■ WHAT THIS EXERCISE ASKS:
a – List the five things the message below on audit logs says an audit record is required to convey.
b – In the message below on audit logs, what should be done when a value of the op= field might contain a space between words?

■ DOCUMENT EXTRACT:
On Monday, January 20, 2014 11:44:49 AM Eric Paris wrote:
I think this just touches the surface of what be/have been done.
There
appears to be no logic, consistency, or predictability to audit logs.
Kernel maintainers have not added all the fields I have asked for at some
points. I think it was proposed to add a syscall record to everything which I
absolutely do not want to see. that is too much information.
They are a piecemeal mish mash of information. Every record has
whatever fields it has, not because there is some coherent reason, but
because that's what somebody accidentally put in there when the record
was created.
What is required is this:
1) when it happened
2) who did it
3) what did they act upon
4) what did they do
5) what was the result
#1 is done automatically.
#2 depends on which API the action occurred on and if we have a MAC subsystem
or not. For netlink, we are limited to what rides along in the skb. For the
syscall interface, we have everything. For actions through /proc, we probably
can have everything. Then there are various events embedded in the kernel
like the IMA events which trigger when they get loaded. So, what is necessary
to identify the subject? In descending order of importance: auid, uid, ses,
tty, pid, subj, exe, comm, euid, gid, egid, everything else.
#3 is usually given by auxiliary records such as PATH, OBJ_PID, EXECVE, etc.
They should include fields that make it possible to know exactly what was acted
upon such as device, inode, ownership/group, permissions, object labels, or
whatever it takes to know what was being manipulated depending on what it
actually is.
#4 is given by the event type. In cases where the event type is multiplexed,
we need a op= field to say what operation is being performed. This is trusted
information and never under attacker control and should never be logged as an
untrusted string. In cases where there might be a space between words, just
convert the space to a dash.

■ SOURCE DATA:
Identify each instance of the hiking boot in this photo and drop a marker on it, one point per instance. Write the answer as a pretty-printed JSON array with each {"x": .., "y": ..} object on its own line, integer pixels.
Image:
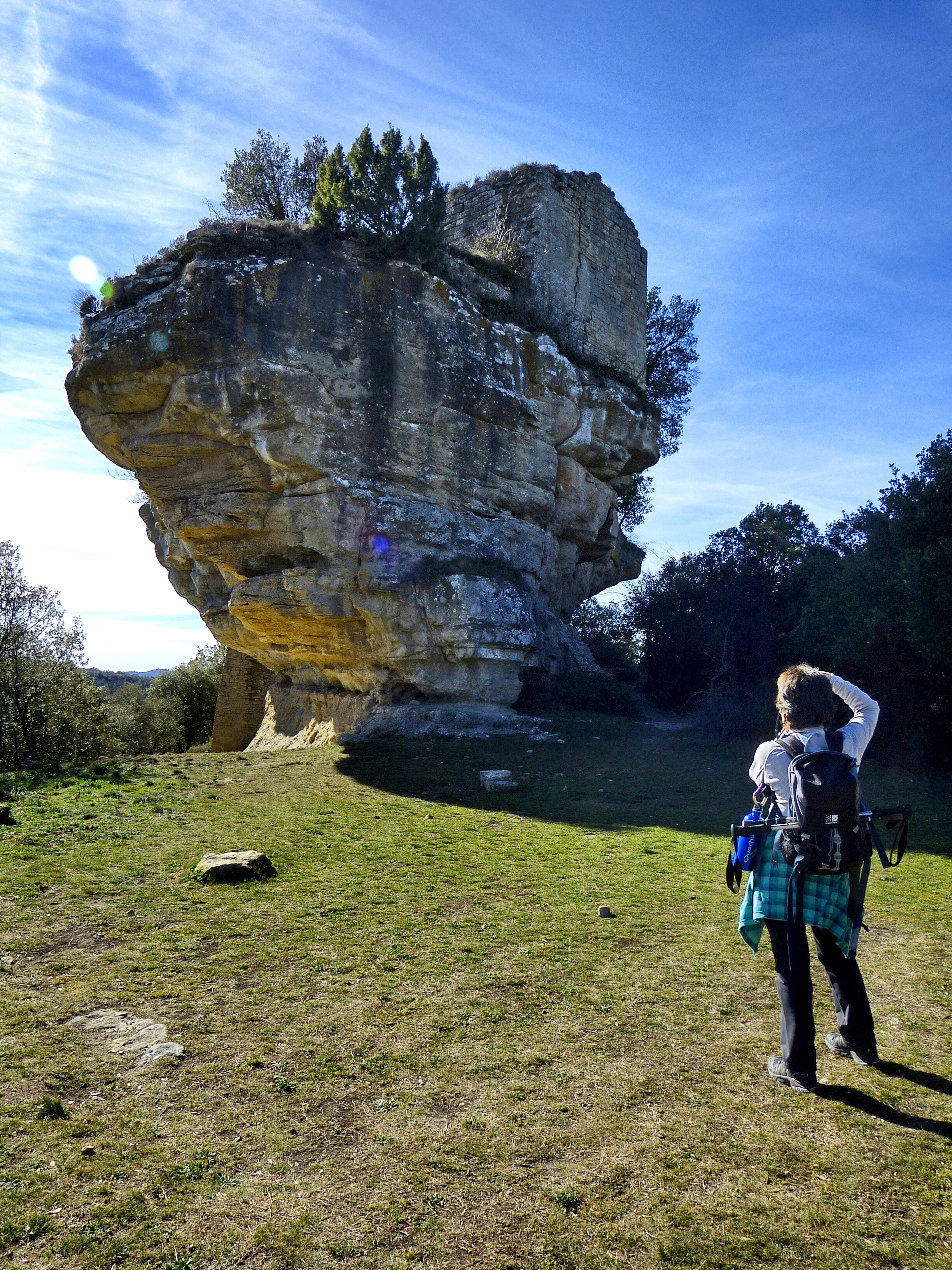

■ THE SOLUTIONS:
a –
1) When it happened
2) Who did it
3) What they acted upon
4) What they did
5) What the result was

b – The space should be converted to a dash.